Assignment: Proceed with the abstract on EEG source imaging, writing on from its last sentence.

Passage to read:
■ ■ ■ ■ ■
Elsevier

Clinical Neurophysiology

Volume 115, Issue 10, October 2004, Pages 2195-2222
Clinical Neurophysiology

Invited review
EEG source imaging

https://doi.org/10.1016/j.clinph.2004.06.001Get rights and content

Abstract

Objective: Electroencephalography (EEG) is an important tool for studying the temporal dynamics of the human brain's large-scale neuronal circuits. However, most EEG applications fail to capitalize on all of the data's available information, particularly that concerning the location of active sources in the brain. Localizing the sources of a given scalp measurement is only achieved by solving the so-called inverse problem. By introducing reasonable a priori constraints, the inverse problem can be solved and the most probable sources in the brain at every moment in time can be accurately localized.
■ ■ ■ ■ ■
Data records:
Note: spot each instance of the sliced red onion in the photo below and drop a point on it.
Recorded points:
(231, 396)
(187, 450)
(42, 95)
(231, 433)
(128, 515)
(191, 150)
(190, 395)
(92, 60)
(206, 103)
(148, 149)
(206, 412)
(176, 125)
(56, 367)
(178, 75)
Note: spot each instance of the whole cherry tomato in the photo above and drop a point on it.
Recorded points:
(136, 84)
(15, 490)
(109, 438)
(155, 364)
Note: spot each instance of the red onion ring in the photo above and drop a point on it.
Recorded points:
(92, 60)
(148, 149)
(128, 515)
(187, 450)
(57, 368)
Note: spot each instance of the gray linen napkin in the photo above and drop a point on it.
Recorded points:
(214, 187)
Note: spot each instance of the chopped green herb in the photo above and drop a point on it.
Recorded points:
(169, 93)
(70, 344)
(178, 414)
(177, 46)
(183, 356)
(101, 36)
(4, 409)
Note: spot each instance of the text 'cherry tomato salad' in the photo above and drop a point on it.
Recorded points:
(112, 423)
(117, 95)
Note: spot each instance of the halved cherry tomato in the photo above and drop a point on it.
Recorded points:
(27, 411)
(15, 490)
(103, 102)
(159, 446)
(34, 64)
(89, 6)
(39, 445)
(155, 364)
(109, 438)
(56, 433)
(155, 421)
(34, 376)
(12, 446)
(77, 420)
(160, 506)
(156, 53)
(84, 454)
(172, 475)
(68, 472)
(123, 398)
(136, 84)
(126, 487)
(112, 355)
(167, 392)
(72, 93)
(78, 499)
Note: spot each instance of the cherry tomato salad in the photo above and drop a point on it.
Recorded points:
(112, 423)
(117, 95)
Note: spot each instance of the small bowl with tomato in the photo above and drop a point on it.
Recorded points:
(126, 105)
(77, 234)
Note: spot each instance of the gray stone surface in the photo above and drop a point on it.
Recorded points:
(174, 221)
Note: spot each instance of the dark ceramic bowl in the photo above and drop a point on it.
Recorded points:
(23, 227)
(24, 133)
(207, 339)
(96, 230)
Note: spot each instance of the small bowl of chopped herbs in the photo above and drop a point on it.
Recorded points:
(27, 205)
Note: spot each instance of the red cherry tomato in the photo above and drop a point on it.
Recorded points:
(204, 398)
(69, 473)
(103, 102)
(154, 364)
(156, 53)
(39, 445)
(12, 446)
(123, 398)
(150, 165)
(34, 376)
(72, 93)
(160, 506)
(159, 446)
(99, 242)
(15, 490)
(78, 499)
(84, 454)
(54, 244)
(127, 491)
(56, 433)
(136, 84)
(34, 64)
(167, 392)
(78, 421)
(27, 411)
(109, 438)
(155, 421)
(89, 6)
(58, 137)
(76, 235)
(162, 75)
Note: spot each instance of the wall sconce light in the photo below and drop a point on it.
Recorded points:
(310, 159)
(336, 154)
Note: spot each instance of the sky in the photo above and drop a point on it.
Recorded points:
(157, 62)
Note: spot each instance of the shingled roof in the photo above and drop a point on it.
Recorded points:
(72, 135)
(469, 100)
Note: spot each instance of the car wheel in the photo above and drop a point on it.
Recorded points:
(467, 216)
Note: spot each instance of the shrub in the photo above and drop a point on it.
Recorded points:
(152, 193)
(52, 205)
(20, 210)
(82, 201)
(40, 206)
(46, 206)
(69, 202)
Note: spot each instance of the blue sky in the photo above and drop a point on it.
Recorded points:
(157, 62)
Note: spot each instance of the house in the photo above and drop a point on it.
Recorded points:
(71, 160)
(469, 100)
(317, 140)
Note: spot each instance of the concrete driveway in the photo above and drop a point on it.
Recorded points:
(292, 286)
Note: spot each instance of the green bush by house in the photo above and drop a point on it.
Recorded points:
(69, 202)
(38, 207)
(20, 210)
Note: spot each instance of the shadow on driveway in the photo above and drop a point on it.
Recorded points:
■ ■ ■ ■ ■
Output of the task:
Methods and Results: Here, we review the different EEG source localization procedures applied during the last two decades. Additionally, we detail the importance of those procedures preceding and following source estimation that are intimately linked to a successful, reliable result. We discuss (1) the number and positioning of electrodes, (2) the varieties of inverse solution models and algorithms, (3) the integration of EEG source estimations with MRI data, (4) the integration of time and frequency in source imaging, and (5) the statistical analysis of inverse solution results.

Conclusions and Significance: We show that modern EEG source imaging simultaneously details the temporal and spatial dimensions of brain activity, making it an important and affordable tool to study the properties of cerebral, neural networks in cognitive and clinical neurosciences.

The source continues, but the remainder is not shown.